● İncelenecek metin:
Yenidoğanlarda görülen fenilketonüri hastalığında erken tanı uyarısı

Prof. Dr. Cumhur Aydemir, topuk kanı tarama testiyle erken tanı konulmasının, fenilketonüri hastalığının seyrini değiştirdiğini ve hastaların hayat boyu yaşam kalitesini etkilendiğini ifade etti.

Yenidoğanlarda görülen fenilketonüri hastalığında erken tanı uyarısı
[Fotoğraf: AA]

Zonguldak Bülent Ecevit Üniversitesi (BEÜ) Çocuk Sağlığı ve Hastalıkları Ana Bilim Dalı Öğretim Üyesi Prof. Dr. Cumhur Aydemir, yaptığı açıklamada, fenilketonürinin, yenidoğanlarda karşılaşılan kalıtsal hastalıklardan biri olduğunu söyledi.

"Her yıl 300-350 bebeğe tanı konuluyor"

Ülkede yıllık ortalama 1 milyon 350 bin doğum olduğunu ve her yıl 300-350 kadar bebeğe tanı konulduğunu dile getiren Aydemir, "Fenilketonüri hastalığını, genetik olarak özellikle akraba evliliğinin sık olduğu toplumlarda görüyoruz. Yaklaşık 4-5 evlilikten birinde olan akraba evliliği sonucunda da 4-5 bin doğumdan birinde bu hastalığa rastlıyoruz. Hasta olması için bir çocuğun anne ve babasının birlikte taşıyıcı olması gerekiyor" dedi.

● Veri kümesi kesiti:

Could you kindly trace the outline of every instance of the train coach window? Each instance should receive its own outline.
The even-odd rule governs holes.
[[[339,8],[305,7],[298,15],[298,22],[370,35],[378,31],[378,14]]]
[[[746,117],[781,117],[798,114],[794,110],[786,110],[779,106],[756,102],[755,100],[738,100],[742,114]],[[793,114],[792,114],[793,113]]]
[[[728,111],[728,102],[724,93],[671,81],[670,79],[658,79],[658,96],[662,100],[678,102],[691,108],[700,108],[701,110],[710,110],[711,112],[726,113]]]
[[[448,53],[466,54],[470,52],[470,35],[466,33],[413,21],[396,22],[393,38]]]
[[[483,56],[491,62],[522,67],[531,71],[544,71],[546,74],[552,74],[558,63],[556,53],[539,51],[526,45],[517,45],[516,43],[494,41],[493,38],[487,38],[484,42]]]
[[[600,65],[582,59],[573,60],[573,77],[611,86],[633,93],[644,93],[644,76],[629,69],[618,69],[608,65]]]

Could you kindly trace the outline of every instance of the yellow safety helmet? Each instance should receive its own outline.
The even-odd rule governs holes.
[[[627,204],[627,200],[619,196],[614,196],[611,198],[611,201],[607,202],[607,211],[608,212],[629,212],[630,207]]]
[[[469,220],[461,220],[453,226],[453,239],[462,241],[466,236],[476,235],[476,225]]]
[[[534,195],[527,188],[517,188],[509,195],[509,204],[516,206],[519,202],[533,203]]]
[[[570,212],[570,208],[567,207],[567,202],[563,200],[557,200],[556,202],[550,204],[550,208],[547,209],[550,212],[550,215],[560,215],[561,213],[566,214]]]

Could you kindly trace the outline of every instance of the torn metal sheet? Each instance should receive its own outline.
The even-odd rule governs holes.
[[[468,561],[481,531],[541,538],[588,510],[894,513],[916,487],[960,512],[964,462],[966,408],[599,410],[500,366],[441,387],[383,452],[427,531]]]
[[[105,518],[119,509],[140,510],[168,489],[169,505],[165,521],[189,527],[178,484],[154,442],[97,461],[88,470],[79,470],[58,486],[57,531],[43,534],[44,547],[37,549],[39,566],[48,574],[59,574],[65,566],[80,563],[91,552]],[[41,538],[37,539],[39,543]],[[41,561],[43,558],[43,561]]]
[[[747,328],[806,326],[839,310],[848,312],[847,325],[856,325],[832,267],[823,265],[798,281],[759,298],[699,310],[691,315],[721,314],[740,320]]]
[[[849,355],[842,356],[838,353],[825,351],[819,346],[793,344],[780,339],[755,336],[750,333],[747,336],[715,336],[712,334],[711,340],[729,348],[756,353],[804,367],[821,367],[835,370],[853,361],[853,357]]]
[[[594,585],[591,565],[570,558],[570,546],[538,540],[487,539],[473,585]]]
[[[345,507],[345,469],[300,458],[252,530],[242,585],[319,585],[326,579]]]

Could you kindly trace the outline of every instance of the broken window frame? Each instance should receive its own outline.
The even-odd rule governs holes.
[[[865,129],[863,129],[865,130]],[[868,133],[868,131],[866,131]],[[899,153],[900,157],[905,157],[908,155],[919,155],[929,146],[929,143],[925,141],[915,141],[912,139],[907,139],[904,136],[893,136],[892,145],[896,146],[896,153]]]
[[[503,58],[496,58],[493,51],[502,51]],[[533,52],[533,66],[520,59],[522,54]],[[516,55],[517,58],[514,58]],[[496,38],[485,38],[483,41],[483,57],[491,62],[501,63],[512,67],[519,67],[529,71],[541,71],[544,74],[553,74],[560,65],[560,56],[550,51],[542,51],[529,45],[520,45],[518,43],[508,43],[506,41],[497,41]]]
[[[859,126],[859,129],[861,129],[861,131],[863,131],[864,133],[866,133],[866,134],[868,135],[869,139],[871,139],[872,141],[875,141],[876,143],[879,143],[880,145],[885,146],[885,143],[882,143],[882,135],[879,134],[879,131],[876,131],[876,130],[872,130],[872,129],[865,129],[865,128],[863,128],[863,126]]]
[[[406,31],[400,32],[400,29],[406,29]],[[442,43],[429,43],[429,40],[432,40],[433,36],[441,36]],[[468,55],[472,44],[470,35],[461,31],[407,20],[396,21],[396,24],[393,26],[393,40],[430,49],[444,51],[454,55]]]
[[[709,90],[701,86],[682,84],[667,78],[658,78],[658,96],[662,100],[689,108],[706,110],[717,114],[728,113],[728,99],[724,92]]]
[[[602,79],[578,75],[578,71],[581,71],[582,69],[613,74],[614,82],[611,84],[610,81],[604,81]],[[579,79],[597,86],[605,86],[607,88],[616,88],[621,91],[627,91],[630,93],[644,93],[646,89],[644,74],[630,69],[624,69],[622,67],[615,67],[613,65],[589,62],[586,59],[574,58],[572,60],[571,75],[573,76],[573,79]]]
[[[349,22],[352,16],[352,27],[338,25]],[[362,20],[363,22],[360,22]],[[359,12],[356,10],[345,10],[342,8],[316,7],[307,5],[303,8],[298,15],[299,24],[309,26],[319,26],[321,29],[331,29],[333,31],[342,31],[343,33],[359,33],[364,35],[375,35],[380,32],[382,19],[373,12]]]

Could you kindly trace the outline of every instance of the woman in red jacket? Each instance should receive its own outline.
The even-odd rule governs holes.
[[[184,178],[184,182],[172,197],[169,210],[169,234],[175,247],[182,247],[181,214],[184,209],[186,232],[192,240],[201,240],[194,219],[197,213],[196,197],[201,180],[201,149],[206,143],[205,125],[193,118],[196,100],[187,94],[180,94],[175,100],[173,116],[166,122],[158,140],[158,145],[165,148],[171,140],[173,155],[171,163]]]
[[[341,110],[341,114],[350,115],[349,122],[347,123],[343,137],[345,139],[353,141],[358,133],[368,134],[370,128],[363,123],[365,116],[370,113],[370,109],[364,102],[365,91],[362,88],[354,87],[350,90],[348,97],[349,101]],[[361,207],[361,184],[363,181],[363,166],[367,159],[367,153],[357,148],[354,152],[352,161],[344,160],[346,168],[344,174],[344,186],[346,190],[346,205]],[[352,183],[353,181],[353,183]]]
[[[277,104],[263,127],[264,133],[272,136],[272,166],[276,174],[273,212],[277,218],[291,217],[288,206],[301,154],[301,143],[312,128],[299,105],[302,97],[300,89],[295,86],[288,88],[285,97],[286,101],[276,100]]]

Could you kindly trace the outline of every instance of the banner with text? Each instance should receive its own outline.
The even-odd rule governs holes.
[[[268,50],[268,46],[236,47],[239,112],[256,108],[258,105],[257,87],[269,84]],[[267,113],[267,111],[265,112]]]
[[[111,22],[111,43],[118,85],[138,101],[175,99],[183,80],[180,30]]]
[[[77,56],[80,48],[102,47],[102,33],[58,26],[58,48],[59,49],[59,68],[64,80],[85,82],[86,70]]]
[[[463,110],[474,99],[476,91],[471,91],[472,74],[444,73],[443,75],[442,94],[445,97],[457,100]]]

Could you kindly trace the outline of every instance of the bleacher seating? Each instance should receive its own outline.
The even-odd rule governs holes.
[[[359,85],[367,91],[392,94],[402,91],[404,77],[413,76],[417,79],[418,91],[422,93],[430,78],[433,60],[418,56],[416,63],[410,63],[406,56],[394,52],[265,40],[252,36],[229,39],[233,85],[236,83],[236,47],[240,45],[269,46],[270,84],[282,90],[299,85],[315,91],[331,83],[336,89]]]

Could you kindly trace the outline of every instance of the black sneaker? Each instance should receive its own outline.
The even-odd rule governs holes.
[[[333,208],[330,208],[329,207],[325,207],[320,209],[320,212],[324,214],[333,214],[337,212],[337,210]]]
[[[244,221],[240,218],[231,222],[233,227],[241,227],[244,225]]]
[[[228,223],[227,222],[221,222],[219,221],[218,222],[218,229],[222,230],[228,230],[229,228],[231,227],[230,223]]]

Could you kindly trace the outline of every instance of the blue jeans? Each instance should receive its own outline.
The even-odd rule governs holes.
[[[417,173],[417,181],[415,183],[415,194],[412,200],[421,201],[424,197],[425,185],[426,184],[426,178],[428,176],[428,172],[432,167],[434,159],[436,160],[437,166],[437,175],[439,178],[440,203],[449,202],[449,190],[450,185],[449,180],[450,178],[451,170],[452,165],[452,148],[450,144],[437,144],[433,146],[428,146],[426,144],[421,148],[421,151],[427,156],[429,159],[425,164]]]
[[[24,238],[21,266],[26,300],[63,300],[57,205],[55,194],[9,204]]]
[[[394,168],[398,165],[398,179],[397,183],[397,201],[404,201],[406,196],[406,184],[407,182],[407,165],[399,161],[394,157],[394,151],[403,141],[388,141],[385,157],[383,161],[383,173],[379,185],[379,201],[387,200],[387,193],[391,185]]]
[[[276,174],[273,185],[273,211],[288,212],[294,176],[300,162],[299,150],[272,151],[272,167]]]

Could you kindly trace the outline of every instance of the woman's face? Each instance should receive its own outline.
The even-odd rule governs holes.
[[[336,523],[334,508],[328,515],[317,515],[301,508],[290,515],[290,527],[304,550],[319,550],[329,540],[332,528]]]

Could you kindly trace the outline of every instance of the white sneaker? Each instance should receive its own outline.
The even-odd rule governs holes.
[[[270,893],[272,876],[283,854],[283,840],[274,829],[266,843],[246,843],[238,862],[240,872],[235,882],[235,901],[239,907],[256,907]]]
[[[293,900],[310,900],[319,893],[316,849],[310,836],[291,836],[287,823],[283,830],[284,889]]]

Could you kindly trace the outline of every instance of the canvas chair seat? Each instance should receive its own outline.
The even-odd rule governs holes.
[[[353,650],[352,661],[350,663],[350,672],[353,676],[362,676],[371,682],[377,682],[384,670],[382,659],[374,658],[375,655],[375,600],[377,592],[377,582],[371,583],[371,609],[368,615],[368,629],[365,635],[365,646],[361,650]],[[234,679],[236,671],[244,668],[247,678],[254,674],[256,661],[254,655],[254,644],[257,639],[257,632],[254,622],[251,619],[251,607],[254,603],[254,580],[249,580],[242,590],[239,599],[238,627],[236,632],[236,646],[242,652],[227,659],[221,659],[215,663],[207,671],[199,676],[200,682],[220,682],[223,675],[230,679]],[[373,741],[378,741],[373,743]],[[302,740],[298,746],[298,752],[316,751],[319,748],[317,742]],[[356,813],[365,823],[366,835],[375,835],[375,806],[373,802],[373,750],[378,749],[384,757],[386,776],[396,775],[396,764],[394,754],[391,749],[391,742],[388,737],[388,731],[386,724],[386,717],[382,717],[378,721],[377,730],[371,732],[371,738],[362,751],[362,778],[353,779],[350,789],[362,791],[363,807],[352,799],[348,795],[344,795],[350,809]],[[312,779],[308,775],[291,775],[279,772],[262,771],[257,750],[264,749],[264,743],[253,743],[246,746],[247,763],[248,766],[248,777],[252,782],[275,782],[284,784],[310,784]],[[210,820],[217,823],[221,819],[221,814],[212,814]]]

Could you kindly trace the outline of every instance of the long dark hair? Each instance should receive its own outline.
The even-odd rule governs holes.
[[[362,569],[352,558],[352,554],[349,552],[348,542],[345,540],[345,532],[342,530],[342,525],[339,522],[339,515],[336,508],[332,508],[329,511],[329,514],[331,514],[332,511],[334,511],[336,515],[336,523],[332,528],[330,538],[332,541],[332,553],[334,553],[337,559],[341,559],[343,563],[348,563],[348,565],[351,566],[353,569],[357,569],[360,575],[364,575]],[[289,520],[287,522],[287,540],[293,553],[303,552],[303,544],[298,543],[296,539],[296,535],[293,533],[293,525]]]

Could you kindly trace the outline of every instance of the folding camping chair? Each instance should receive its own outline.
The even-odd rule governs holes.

● Yapılacak iş:
Yukarıdaki fenilketonüride erken tanı konulu metni, başlığı dahil baştan sona harfi harfine kopyalayın.

● Yazılı yanıt:
Yenidoğanlarda görülen fenilketonüri hastalığında erken tanı uyarısı

Prof. Dr. Cumhur Aydemir, topuk kanı tarama testiyle erken tanı konulmasının, fenilketonüri hastalığının seyrini değiştirdiğini ve hastaların hayat boyu yaşam kalitesini etkilendiğini ifade etti.

Yenidoğanlarda görülen fenilketonüri hastalığında erken tanı uyarısı
[Fotoğraf: AA]

Zonguldak Bülent Ecevit Üniversitesi (BEÜ) Çocuk Sağlığı ve Hastalıkları Ana Bilim Dalı Öğretim Üyesi Prof. Dr. Cumhur Aydemir, yaptığı açıklamada, fenilketonürinin, yenidoğanlarda karşılaşılan kalıtsal hastalıklardan biri olduğunu söyledi.

"Her yıl 300-350 bebeğe tanı konuluyor"

Ülkede yıllık ortalama 1 milyon 350 bin doğum olduğunu ve her yıl 300-350 kadar bebeğe tanı konulduğunu dile getiren Aydemir, "Fenilketonüri hastalığını, genetik olarak özellikle akraba evliliğinin sık olduğu toplumlarda görüyoruz. Yaklaşık 4-5 evlilikten birinde olan akraba evliliği sonucunda da 4-5 bin doğumdan birinde bu hastalığa rastlıyoruz. Hasta olması için bir çocuğun anne ve babasının birlikte taşıyıcı olması gerekiyor" dedi.